◆ AIM OF THE TASK
Write out the stretch of lines below that begins at the line with "Where can you find the white picket" and ends at the line with "Where can you find the wooden", including both, exactly as given and nothing more.

Point localization data:
# # # # #
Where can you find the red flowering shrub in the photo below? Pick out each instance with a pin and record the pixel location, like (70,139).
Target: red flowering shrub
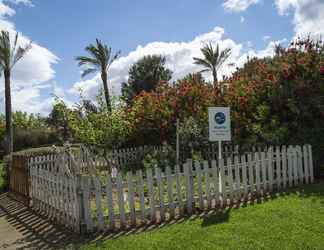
(277,100)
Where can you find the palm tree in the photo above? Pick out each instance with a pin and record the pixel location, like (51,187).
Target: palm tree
(10,54)
(100,59)
(213,59)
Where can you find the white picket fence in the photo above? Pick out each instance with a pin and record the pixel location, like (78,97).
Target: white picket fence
(99,203)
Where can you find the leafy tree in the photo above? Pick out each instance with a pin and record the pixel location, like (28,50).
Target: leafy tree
(195,78)
(10,54)
(213,59)
(59,119)
(100,59)
(145,75)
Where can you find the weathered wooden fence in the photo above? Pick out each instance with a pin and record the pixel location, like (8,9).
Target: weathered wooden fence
(19,183)
(91,203)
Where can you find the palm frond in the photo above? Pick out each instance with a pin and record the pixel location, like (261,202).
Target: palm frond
(21,51)
(88,71)
(84,60)
(202,62)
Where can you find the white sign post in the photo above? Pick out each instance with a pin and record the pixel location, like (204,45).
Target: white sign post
(219,126)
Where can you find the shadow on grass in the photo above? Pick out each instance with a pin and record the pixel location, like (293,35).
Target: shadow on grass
(34,231)
(39,233)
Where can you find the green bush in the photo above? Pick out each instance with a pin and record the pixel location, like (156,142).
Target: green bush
(31,138)
(3,177)
(160,158)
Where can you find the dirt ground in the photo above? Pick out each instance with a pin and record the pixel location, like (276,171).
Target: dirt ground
(21,228)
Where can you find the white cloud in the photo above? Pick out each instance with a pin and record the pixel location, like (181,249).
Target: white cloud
(238,5)
(26,2)
(5,10)
(32,73)
(308,16)
(179,59)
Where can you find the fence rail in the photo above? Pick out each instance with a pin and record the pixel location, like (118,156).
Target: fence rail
(98,203)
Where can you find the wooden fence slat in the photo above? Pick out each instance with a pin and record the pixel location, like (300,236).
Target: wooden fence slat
(270,168)
(278,168)
(207,183)
(311,168)
(110,204)
(170,191)
(160,193)
(222,181)
(131,201)
(301,174)
(179,189)
(295,166)
(284,165)
(199,182)
(186,167)
(151,194)
(86,202)
(121,202)
(244,176)
(215,176)
(290,166)
(306,166)
(98,189)
(250,165)
(264,172)
(257,172)
(230,180)
(237,179)
(140,186)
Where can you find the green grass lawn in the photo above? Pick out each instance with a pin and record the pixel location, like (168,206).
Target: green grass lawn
(292,221)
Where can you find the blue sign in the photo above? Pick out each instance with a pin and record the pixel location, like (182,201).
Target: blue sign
(220,118)
(219,123)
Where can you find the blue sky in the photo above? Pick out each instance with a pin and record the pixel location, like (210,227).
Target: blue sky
(177,29)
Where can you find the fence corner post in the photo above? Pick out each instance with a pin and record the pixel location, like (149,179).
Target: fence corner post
(81,225)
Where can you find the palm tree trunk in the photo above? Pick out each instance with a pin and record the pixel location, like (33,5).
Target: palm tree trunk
(215,78)
(106,90)
(9,129)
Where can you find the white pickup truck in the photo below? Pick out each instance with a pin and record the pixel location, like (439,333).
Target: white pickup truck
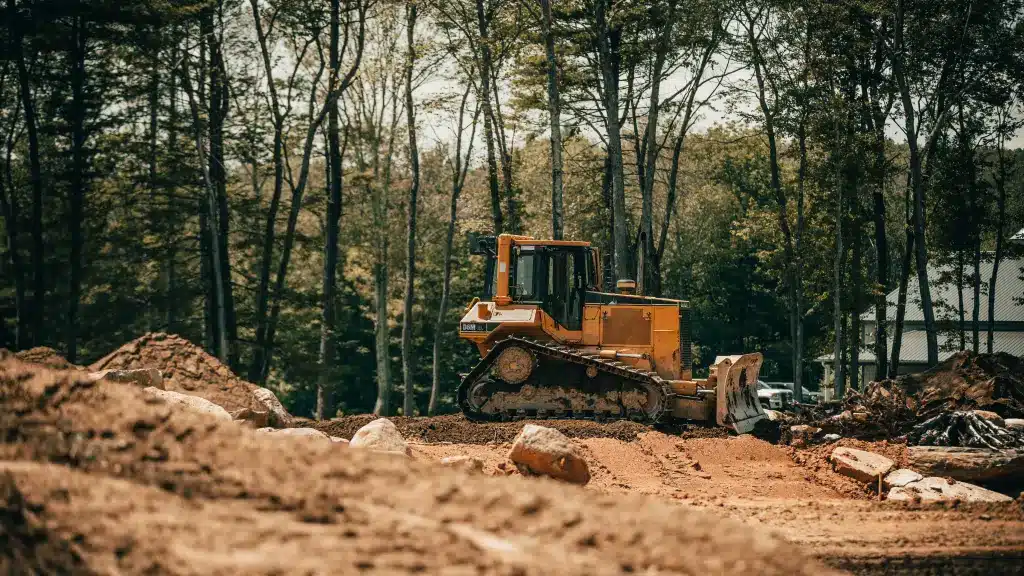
(774,398)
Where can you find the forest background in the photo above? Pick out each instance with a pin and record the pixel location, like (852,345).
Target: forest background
(290,182)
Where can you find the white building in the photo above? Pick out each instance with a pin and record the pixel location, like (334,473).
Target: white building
(1008,333)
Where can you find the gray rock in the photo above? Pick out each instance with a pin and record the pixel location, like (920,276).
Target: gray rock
(900,478)
(969,464)
(380,436)
(544,451)
(267,401)
(937,489)
(860,464)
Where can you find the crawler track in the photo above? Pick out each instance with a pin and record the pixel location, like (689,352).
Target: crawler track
(600,387)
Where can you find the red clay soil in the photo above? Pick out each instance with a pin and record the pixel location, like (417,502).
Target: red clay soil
(456,428)
(186,368)
(96,478)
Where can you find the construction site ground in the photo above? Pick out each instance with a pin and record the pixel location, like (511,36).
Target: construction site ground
(97,477)
(792,492)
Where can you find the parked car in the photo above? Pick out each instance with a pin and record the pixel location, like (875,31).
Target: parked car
(774,398)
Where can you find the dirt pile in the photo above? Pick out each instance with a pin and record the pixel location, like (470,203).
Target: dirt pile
(456,428)
(96,478)
(186,368)
(46,357)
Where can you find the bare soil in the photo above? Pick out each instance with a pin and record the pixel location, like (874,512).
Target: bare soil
(186,368)
(96,478)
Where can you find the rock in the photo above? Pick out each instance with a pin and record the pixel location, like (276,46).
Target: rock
(382,436)
(900,478)
(255,418)
(971,464)
(194,403)
(264,399)
(470,464)
(991,417)
(935,489)
(859,464)
(144,377)
(312,434)
(540,450)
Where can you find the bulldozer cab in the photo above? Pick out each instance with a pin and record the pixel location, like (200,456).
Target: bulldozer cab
(551,275)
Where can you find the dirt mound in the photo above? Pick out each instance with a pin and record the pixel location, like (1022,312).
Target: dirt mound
(96,478)
(456,428)
(46,357)
(815,461)
(186,368)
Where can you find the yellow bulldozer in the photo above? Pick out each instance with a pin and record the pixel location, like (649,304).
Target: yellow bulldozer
(554,344)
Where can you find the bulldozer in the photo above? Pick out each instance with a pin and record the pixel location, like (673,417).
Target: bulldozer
(554,343)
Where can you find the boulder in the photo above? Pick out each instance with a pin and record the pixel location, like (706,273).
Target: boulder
(471,464)
(970,464)
(144,377)
(194,403)
(860,464)
(900,478)
(255,418)
(544,451)
(803,435)
(264,399)
(991,417)
(935,489)
(312,434)
(381,436)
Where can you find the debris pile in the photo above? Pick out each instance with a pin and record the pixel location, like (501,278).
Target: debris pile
(941,406)
(966,428)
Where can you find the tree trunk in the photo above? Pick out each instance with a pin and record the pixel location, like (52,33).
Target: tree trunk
(903,283)
(645,280)
(855,287)
(840,382)
(459,171)
(1000,186)
(921,251)
(218,320)
(409,406)
(488,128)
(77,191)
(218,113)
(9,211)
(36,177)
(333,227)
(607,46)
(555,123)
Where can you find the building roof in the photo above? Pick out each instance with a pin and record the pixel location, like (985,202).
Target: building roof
(942,282)
(913,348)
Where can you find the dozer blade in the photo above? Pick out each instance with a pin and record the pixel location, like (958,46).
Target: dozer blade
(738,407)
# # # # #
◆ REPLY TO THE EXERCISE
Where can you find the white picket fence in the photo above? Pick out each instance with a pin and record the pixel location, like (78,97).
Target: white picket fence
(99,203)
Where can you find the leafy tree in the photo above? Pick out each instance with a pin and record the pixel location, like (28,50).
Target: leafy tree
(195,78)
(10,54)
(213,59)
(59,119)
(100,59)
(145,75)
Where can you find the weathered wooden fence in the photo above? Pick out each instance with a pin and record the pixel location, like (8,9).
Target: weathered wooden fence
(19,183)
(91,203)
Where can you find the palm frond in the photo above? Pick out each instance with a pin and record the pixel location, like (261,202).
Target: palm frond
(21,51)
(88,71)
(84,60)
(202,62)
Where can you find the white sign post in the photo above? Pick out each instance with a pin and record the pixel location, like (204,45).
Target: white sign post
(219,126)
Where can you find the shadow on grass in the photo above? Pick out each instance with a pin and record the pixel location, like (293,35).
Target: shadow on grass
(34,231)
(39,233)
Where can you find the green bush in the photo above? Pick out each instance with a pin and record the pixel location, like (156,142).
Target: green bush
(31,138)
(3,177)
(160,158)
Where can you find the dirt ground in the photo above? Pick out each instance with a pin and record the pixel location, like (276,171).
Target: dirt ground
(21,228)
Where can you find the white cloud in the photo above? Pick out each instance with a pin and record the pixel location, like (181,249).
Target: white cloud
(238,5)
(26,2)
(5,10)
(32,73)
(308,16)
(179,59)
Where can you find the fence rail in the photo above? Pick out each instance with a pin and record the pixel location, like (118,156).
Target: fence rail
(98,203)
Where can you find the wooden fence slat in the photo above? Pick out each instance with a pin and record the pixel location, like (300,236).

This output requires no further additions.